**Source passage:**
BEGIN
The weekend of February 17th saw the Canoe Club join over 20 other universities in attending the annual BUCS Slalom competition at Tees Barrage White Water course. Over 200 paddlers tackled the course, a much more technical undertaking than the Wild Water Racing event the club had placed 2nd at earlier this academic year.
Competitors descend the man-made course in the shortest time possible, trying to pass through gates as they make their way down. An overall time is produced with penalties for gates touched or missed altogether. The gates can be upstream (pass through against the flow of the water) or downstream (with the flow), so considerable strength and control is therefore needed to ensure a fast run. Competition is fierce, with club members facing off against lifelong slalom kayakers and Team GB members in the battle for the quickest run.
The Saturday started with the men’s single kayak races, bringing strong performances from National Division 1 paddler Andrew Crowhurst, a first year chemist, and second year post-grad medic Nick Bennett. PhDs Dan Leicester, Ben Smith, and Fergus McClean also produced fast runs down the course. An innumerable number of successful times were logged by other members, all contributing to the Club’s success.
Over 200 paddlers tackled the course
The afternoon saw the NUCC women getting on the water to take part in the Mixed Team event. Groups of three go down together, requiring teamwork and coordination to ensure the optimum lines are followed without collisions. Solid performances were given by all, including Lynn Mayer, Emily McCarthy, and Kayley Barnes speedily navigating the course in the tricky carbon-kevlar composites. Dan Leicester, Nick Bennett, and Andrew Crowhurst pivoted around the poles as a team of single person canoes further boosting NUCC’s points tally.
END
**Directions:**
1: Reproduce the BUCS Slalom report from "The weekend of" up to and including "this academic year.".
2: Answer these questions from the BUCS Slalom report:
(a) At which course was the competition held?
(b) For what are penalties added to a competitor's overall time?
(c) How many paddlers go down the course together in the Mixed Team event?
The rows after the BUCS Slalom report are not needed.

**Source data:**
BEGIN
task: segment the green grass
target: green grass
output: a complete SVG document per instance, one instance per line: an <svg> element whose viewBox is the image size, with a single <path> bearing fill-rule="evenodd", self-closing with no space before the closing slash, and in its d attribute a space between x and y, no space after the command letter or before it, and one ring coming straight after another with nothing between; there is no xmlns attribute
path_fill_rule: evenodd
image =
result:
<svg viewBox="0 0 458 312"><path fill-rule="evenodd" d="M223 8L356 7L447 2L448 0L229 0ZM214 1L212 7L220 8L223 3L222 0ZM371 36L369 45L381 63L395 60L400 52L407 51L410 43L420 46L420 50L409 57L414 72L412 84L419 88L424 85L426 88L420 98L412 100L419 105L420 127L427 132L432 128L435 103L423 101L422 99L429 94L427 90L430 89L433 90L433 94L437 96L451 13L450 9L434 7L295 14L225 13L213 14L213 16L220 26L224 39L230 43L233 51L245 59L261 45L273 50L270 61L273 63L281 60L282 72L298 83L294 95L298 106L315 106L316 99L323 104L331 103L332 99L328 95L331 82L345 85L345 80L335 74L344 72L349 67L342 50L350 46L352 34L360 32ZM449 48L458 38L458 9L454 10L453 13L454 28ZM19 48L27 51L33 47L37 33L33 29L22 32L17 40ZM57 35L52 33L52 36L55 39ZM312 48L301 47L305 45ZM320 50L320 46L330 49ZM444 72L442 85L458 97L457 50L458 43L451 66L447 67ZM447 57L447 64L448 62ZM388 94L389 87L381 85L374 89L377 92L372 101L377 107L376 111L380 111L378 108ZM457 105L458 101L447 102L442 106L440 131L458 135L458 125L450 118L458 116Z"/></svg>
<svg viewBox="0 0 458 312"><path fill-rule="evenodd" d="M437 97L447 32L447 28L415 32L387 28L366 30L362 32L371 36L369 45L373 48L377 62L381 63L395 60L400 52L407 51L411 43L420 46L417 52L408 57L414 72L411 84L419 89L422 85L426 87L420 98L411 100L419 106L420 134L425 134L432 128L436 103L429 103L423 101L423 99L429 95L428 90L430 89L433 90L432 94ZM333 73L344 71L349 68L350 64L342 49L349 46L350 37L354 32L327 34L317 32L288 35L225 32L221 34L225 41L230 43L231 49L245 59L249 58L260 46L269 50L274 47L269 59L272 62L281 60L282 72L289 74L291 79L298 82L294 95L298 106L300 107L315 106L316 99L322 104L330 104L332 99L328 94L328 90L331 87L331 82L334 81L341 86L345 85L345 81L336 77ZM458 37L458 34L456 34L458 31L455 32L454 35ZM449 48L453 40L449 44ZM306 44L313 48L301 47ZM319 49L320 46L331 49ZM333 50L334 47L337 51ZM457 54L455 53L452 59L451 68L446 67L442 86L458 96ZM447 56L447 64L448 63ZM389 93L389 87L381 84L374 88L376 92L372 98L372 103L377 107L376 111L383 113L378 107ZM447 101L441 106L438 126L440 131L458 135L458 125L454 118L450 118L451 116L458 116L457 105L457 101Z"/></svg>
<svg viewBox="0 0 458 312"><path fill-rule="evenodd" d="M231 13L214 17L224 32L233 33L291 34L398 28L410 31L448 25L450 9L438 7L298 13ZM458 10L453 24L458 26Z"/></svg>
END
**Answers for the exercise:**
1:
The weekend of February 17th saw the Canoe Club join over 20 other universities in attending the annual BUCS Slalom competition at Tees Barrage White Water course. Over 200 paddlers tackled the course, a much more technical undertaking than the Wild Water Racing event the club had placed 2nd at earlier this academic year.

2:
(a) The Tees Barrage White Water course.
(b) For gates touched or missed altogether.
(c) Three.